AUFGABENLISTE:
1 - Beantworte die folgenden Fragen zum Text über die Arztpraxis in der eigenen Immobilie:
(a) Bis zu wie viel Prozent pro Jahr können laut Text abgeschrieben werden?
(b) In welcher Stadt ist Annette Bettker tätig?
(c) Was müssen Verkäufer versteuern, wenn sie die Praxis aus dem Betriebs- in das Privatvermögen überführen?
2 - Schreibe den Text über die Arztpraxis in der eigenen Immobilie nach seinem letzten Satz weiter.

BEREITGESTELLTER TEXT:
★ ★ ★ ★ ★ ★ ★

Vorzüge der steuerlichen Absetzbarkeit
Betreibt eine Ärztin oder ein Arzt die Praxis in der ansonsten privat genutzten Immobilie, dann gehört der Gebäudeteil, in dem sich die Praxis befindet, anteilig zum notwendigen Betriebsvermögen. Alle Betriebskosten und -ausgaben für den Erwerb, Unterhalt und die Ausstattung des Gebäudeteils kann der Praxisinhaber steuerlich absetzen. Das betrifft beispielsweise auch Abschreibungen bis zu drei Prozent pro Jahr (je nach Baujahr) auf
- Anschaffungs- sowie Herstellungs-kosten,
- Renovierungsarbeiten oder
- Instandsetzungsarbeiten.
So weit die Vorteile. Der Nachteil der Praxis zu Hause: Der für die Praxis genutzte Gebäudeteil ist steuerlich verstrickt. „Will der Arzt irgendwann aufgeben oder verkaufen, muss er die in diesem Gebäudeteil schlummernden stillen Reserven versteuern“, erklärt Ecovis-Steuerberaterin Annette Bettker in Rostock. Der Gewinn aus der zwischenzeitlichen Wertsteigerung des Gebäudeteils gehört zu den steuerpflichtigen Einnahmen. Bei einem freiberuflich tätigen Arzt führt das zu Einkünften aus selbstständiger Arbeit.
Die Praxisräume zu Hause sind oft nicht Teil des Kaufpreises. Dennoch müssen Verkäufer einen fiktiven Entnahmegewinn versteuern, wenn sie die Praxis aus dem Betriebs- in das Privatvermögen überführen. Dadurch steigt die Steuerlast.

★ ★ ★ ★ ★ ★ ★

BEREITGESTELLTE DATEN:
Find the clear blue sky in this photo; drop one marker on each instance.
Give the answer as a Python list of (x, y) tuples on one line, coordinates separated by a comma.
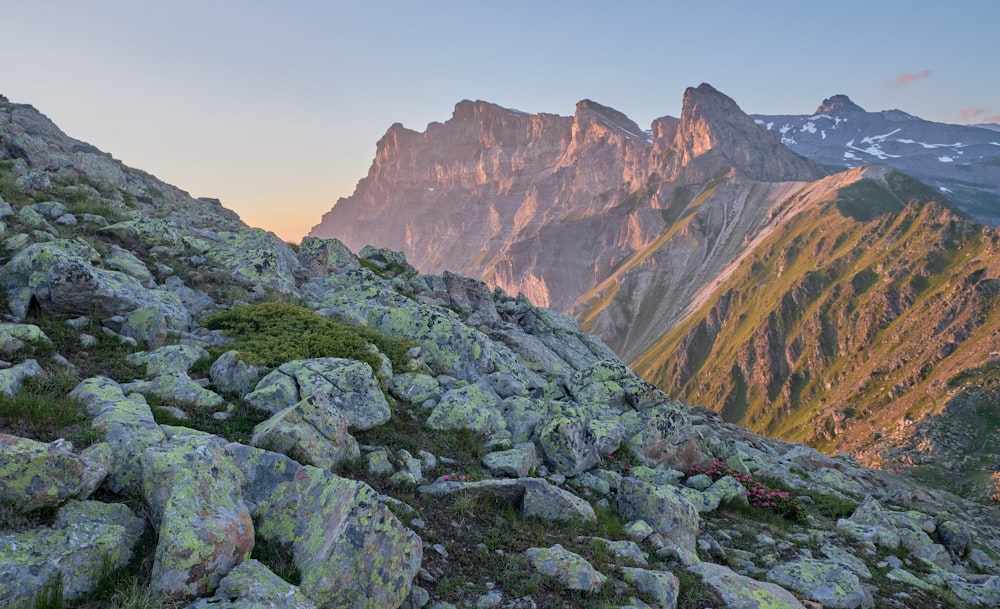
[(275, 107)]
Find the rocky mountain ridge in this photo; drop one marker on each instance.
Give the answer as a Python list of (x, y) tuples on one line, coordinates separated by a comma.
[(959, 161), (717, 189), (471, 450)]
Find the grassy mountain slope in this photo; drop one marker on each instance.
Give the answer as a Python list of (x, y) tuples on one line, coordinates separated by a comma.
[(846, 323)]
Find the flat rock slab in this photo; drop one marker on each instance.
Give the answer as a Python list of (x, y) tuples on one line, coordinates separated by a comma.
[(84, 535), (36, 475)]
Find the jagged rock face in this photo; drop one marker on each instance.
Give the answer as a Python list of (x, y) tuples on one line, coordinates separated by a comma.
[(714, 135), (545, 205)]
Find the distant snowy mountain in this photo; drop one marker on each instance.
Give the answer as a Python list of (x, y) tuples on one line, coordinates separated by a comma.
[(960, 161)]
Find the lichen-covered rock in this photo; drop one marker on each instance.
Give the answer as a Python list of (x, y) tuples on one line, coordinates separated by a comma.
[(548, 502), (120, 259), (195, 498), (571, 569), (664, 508), (230, 374), (311, 432), (888, 529), (826, 582), (177, 389), (568, 444), (622, 549), (740, 592), (251, 585), (128, 427), (148, 326), (34, 475), (320, 257), (515, 462), (414, 387), (348, 385), (351, 550), (522, 415), (661, 586), (665, 436), (13, 336), (62, 279), (171, 359), (12, 379), (982, 594), (473, 407), (85, 534), (254, 257)]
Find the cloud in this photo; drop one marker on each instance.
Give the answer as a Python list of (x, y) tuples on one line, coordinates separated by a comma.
[(907, 77)]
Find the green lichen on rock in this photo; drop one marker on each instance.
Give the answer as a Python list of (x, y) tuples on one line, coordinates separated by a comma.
[(36, 475), (471, 407), (85, 535), (205, 528)]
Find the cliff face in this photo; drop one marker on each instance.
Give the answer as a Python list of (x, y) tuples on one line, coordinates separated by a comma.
[(542, 204)]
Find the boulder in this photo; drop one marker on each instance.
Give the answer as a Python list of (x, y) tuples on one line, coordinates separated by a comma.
[(665, 509), (174, 389), (826, 582), (128, 427), (350, 548), (230, 374), (347, 385), (472, 407), (548, 502), (515, 462), (661, 586), (35, 475), (415, 388), (204, 527), (171, 359), (13, 336), (311, 432), (84, 534), (568, 444), (147, 325), (664, 436), (889, 529), (61, 277), (11, 379), (740, 592), (572, 570), (251, 585), (320, 257)]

★ ★ ★ ★ ★ ★ ★

ERGEBNISSE:
1 -
(a) Bis zu drei Prozent pro Jahr, je nach Baujahr.
(b) In Rostock.
(c) Einen fiktiven Entnahmegewinn.

2 -
Steuerfalle bei Verkauf oder Aufgabe
Verkaufen Ärzte altersbedingt die Praxis und behalten die Räume in der privaten Immobilie zurück, greifen die günstigen Steuerkonditionen für den realisierten Entnahmegewinn nur bedingt. Für die Steuerbegünstigung ist es nicht schädlich, wenn der Arzt einen Teil seiner früheren Patienten im Rahmen einer Bagatellgrenze weiterbehandelt. In jedem Fall schädlich ist es jedoch, wenn er das in den alten Praxisräumen macht. Da der Arzt diese zwangsläufig für die Behandlung der zurückbehaltenen Patienten nutzt, gelten sie als nicht gleichzeitig und vollständig in das Privatvermögen überführt. Dann unterstellt die Finanzverwaltung, dass die Räume als wesentliche Betriebsgrundlage nie aus dem Betriebsvermögen der verkauften Praxis entnommen wurden. „Das Finanzamt versagt die Steuerermäßigung aus dem Verkauf der gesamten Praxis rückwirkend“, sagt Bettker.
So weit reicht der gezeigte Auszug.